Report each line of the records below that contains the string "wing", copying every such line in full.

:: DATA EXCERPTS

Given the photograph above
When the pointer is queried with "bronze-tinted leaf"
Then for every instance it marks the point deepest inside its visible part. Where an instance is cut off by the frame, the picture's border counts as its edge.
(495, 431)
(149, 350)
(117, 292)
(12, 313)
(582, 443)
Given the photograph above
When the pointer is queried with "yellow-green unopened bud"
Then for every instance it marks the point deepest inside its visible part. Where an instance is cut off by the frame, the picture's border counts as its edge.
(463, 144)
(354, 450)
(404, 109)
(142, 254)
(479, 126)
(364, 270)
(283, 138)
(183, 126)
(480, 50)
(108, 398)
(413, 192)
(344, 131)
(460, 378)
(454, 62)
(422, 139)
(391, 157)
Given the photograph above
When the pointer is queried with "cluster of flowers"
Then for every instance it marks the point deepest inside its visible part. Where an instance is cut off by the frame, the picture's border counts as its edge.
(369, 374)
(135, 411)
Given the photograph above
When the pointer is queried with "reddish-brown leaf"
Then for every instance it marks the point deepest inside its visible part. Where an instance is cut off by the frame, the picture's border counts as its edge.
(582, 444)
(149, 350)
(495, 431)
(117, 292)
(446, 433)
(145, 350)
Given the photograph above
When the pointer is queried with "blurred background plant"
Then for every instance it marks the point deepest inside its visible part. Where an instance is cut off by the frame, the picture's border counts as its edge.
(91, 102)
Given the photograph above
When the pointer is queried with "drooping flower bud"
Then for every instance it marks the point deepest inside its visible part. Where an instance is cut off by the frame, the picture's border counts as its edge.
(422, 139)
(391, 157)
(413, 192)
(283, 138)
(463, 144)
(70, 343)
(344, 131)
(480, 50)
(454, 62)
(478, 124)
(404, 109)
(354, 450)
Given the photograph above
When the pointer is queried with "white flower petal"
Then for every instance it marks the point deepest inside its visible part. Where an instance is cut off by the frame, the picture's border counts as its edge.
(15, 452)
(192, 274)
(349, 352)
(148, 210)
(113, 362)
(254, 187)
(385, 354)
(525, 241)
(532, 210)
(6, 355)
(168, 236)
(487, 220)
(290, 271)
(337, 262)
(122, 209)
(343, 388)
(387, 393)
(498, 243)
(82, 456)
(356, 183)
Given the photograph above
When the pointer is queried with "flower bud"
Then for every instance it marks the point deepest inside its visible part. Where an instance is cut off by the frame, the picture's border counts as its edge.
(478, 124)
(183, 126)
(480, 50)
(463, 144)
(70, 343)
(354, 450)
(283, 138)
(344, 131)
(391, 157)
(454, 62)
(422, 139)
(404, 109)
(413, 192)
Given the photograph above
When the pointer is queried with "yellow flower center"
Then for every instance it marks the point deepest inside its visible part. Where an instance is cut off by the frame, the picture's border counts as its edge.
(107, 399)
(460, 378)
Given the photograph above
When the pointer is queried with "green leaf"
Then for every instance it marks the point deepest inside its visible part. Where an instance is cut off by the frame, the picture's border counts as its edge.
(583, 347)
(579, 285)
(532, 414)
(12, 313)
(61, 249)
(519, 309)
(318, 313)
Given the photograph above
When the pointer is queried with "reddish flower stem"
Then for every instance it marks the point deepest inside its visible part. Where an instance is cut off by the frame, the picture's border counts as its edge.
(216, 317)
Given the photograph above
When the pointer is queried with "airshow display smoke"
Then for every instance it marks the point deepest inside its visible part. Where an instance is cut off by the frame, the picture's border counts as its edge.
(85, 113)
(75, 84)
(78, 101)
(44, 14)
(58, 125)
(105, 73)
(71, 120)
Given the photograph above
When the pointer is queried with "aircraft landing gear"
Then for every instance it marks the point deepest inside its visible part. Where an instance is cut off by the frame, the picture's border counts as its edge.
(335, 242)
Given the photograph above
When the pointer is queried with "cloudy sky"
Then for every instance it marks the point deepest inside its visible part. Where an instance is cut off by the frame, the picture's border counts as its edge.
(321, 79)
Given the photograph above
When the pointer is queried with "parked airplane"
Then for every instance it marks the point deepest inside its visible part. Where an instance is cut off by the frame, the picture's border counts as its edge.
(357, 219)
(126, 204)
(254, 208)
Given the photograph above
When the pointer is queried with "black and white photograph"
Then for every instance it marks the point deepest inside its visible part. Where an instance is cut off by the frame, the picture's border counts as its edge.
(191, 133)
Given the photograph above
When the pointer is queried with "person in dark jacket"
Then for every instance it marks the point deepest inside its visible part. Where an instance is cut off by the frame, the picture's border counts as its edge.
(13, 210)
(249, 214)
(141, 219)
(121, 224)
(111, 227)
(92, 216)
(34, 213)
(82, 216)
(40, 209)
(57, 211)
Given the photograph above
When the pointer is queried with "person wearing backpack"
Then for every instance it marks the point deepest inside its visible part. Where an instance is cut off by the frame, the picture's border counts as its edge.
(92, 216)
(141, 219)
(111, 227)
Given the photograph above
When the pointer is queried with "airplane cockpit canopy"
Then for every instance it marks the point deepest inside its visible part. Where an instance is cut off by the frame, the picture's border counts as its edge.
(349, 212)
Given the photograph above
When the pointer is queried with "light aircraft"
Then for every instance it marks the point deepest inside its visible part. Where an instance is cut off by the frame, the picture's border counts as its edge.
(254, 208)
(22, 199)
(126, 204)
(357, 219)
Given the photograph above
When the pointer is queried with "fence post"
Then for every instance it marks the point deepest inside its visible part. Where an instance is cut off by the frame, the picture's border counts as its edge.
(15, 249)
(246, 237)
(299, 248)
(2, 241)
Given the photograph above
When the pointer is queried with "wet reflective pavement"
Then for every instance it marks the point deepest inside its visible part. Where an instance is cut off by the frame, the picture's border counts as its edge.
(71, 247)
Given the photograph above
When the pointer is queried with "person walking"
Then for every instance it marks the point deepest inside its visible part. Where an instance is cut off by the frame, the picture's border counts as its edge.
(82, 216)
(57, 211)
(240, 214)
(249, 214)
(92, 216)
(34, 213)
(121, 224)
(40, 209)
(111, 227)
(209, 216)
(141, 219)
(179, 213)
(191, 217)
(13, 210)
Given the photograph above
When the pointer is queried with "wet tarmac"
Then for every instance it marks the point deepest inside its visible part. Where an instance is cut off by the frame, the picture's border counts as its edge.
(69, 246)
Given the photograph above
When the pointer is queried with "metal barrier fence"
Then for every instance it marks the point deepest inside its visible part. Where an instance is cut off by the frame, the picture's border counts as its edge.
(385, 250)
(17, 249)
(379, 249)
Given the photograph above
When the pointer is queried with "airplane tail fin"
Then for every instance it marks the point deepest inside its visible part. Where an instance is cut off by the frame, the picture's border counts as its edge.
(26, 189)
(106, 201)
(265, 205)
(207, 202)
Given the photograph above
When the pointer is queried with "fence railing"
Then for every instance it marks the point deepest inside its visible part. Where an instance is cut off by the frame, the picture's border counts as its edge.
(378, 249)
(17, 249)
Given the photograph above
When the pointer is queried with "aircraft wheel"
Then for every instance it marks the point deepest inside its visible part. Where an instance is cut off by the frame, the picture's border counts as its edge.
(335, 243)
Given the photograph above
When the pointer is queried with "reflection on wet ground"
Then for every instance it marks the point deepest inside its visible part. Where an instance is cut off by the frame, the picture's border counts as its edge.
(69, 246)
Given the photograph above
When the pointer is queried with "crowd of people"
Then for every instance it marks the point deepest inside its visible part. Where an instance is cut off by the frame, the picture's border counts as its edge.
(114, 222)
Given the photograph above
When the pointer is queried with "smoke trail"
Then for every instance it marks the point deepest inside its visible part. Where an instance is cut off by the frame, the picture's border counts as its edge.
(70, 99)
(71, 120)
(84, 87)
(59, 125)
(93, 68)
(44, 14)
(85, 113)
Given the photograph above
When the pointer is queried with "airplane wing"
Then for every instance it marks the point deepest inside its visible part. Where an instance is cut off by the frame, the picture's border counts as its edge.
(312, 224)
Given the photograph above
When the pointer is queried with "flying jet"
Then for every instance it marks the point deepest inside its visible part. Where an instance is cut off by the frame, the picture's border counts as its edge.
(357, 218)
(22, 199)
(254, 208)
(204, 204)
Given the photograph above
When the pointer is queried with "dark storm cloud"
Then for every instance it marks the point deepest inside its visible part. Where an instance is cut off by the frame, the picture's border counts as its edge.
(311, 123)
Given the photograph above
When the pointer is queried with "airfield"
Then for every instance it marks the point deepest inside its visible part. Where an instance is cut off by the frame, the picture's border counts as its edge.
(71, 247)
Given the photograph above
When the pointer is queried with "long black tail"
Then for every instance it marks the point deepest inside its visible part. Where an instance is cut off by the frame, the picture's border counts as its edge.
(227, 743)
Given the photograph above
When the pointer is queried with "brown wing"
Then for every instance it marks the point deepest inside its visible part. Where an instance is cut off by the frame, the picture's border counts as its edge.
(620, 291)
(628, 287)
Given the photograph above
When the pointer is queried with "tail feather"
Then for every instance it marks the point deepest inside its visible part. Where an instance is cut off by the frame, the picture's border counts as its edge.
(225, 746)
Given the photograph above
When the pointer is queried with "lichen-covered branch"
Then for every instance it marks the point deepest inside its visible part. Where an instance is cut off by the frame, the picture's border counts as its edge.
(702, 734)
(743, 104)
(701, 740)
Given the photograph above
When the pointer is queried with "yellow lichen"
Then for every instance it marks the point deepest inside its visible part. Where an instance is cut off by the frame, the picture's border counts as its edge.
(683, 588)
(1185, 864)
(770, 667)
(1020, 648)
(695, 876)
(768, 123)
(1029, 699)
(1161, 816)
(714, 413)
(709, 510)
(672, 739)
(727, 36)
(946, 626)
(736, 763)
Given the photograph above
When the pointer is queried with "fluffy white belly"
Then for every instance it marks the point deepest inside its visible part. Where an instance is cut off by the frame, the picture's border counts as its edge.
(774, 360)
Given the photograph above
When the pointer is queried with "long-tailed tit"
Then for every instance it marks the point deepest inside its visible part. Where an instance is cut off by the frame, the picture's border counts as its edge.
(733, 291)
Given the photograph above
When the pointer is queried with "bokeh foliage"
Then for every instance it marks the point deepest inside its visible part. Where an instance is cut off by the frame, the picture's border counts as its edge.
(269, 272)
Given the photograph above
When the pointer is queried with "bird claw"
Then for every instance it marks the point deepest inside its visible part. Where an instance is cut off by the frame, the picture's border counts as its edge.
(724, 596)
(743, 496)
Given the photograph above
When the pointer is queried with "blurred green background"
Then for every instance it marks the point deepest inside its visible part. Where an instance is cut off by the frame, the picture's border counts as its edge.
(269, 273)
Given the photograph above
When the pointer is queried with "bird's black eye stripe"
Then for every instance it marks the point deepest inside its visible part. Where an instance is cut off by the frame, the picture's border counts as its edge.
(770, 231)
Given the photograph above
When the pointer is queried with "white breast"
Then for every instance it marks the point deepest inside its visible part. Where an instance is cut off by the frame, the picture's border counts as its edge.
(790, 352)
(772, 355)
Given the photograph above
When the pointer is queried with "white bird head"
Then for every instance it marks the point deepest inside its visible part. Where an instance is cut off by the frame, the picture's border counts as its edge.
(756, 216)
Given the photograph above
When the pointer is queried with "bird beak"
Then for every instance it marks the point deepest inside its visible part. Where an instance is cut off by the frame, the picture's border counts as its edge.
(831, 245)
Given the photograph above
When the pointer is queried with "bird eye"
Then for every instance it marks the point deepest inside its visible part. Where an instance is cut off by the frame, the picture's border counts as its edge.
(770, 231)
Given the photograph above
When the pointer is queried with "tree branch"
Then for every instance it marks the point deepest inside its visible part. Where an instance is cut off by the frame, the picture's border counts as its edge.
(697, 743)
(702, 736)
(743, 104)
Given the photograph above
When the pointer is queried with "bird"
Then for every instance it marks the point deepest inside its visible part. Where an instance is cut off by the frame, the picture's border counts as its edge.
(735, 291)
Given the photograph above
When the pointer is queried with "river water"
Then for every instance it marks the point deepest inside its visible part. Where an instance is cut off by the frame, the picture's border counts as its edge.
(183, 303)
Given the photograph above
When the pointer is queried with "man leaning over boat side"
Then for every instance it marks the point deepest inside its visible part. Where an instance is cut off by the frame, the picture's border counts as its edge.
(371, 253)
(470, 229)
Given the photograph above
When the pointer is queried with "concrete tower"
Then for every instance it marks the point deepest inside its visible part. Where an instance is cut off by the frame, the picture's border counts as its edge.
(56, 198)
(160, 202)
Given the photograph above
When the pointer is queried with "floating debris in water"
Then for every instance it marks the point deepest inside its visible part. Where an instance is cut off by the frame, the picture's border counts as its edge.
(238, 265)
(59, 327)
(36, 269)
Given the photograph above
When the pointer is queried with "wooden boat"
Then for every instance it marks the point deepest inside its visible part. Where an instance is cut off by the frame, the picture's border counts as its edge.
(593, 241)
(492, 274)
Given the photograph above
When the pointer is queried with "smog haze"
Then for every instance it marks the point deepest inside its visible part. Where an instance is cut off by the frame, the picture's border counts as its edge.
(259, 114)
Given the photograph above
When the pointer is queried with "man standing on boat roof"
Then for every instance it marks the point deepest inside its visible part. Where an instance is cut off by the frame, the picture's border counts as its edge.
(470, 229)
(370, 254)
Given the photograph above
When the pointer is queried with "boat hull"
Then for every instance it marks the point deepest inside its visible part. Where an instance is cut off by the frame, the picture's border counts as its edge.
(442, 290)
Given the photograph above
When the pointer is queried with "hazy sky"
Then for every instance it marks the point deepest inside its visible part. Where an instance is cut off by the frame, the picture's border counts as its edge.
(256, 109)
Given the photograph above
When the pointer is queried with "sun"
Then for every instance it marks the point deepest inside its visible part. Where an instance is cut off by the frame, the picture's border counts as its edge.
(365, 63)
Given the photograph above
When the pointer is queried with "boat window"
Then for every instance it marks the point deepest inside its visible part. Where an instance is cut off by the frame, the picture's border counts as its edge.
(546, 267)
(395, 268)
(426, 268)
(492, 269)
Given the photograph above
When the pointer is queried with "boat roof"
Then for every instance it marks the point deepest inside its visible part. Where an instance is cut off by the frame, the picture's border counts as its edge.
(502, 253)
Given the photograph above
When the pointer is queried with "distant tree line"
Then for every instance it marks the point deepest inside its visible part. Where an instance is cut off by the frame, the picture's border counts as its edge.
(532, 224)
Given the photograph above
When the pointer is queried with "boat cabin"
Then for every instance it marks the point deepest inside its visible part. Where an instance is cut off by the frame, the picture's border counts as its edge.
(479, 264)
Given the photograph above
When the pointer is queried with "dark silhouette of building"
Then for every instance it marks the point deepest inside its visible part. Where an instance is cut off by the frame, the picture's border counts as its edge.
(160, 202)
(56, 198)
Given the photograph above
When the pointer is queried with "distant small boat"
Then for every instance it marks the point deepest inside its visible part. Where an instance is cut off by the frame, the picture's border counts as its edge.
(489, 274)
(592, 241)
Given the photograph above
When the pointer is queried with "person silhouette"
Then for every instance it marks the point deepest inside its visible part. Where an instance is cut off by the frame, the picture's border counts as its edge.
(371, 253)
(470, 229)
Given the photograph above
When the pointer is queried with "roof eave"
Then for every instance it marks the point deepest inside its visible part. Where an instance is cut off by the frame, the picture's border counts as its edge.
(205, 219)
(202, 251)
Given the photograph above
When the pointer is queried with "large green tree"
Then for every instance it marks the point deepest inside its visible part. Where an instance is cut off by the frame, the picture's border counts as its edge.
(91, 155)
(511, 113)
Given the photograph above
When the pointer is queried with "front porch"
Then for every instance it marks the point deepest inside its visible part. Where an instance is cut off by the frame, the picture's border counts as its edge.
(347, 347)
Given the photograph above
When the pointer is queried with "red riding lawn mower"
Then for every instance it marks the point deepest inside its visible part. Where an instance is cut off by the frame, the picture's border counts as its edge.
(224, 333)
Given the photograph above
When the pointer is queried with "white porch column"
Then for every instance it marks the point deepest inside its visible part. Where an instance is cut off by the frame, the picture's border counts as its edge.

::::

> _RESPONSE TO THIS TASK_
When the pointer is queried with "airplane wing"
When the pointer is queried with "brown wing"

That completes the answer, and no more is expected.